Stated exercise:
Show each line from the listing below that contains the word "sleeve", copied unchanged.

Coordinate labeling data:
──────────────────────────────

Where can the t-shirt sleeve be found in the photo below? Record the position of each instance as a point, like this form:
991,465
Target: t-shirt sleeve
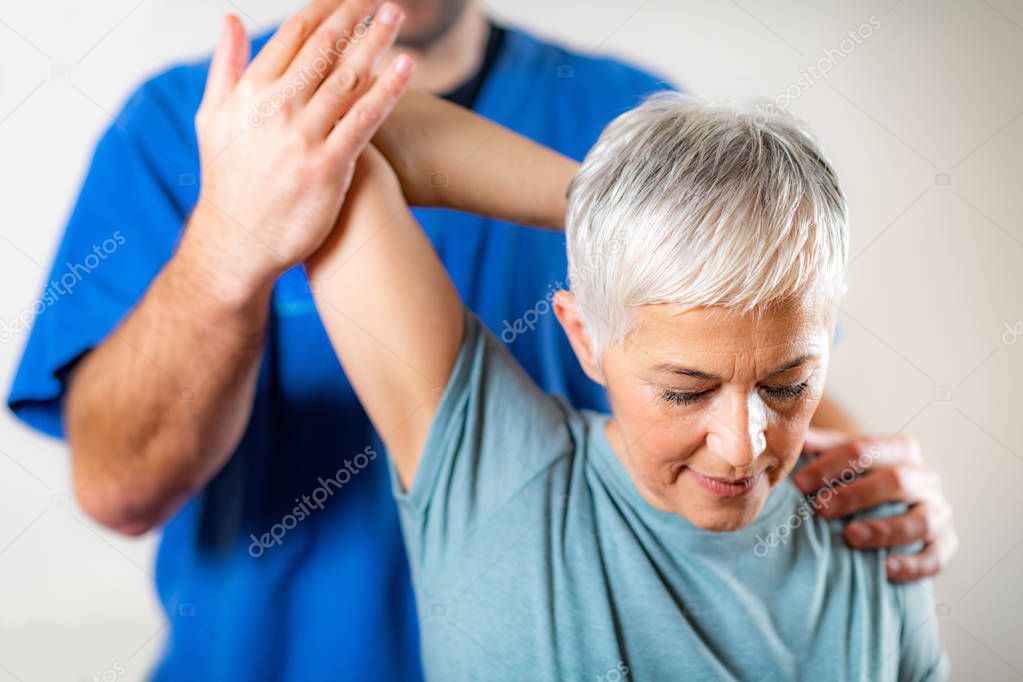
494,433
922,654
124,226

──────────────────────────────

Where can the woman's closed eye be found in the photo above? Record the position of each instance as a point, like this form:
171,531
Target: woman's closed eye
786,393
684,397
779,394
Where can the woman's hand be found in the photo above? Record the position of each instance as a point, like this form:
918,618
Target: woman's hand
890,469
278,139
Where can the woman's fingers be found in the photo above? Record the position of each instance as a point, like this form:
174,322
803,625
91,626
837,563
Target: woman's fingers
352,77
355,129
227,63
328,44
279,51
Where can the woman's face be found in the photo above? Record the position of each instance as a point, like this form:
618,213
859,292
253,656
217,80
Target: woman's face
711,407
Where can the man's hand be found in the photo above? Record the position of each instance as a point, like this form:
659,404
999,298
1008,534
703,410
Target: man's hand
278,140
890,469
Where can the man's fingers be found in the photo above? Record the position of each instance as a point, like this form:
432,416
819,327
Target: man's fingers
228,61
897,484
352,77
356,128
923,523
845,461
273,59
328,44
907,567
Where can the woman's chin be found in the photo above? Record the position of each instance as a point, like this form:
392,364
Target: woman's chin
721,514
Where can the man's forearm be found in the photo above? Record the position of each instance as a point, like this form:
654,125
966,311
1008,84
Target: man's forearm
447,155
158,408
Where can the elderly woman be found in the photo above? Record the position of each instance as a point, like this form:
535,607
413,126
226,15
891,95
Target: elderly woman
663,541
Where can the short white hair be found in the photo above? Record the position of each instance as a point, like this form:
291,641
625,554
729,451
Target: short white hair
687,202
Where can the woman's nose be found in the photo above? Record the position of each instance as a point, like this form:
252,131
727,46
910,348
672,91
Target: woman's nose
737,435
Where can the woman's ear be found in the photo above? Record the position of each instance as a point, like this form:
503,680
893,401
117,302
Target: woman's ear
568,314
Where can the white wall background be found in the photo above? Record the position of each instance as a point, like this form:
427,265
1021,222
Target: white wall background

──────────────────────────────

Result for this exercise:
Where can the t-shirt sleeve be found in the photo below? Record the position of each instance as a point, like this form:
Target: t-shirt sleeve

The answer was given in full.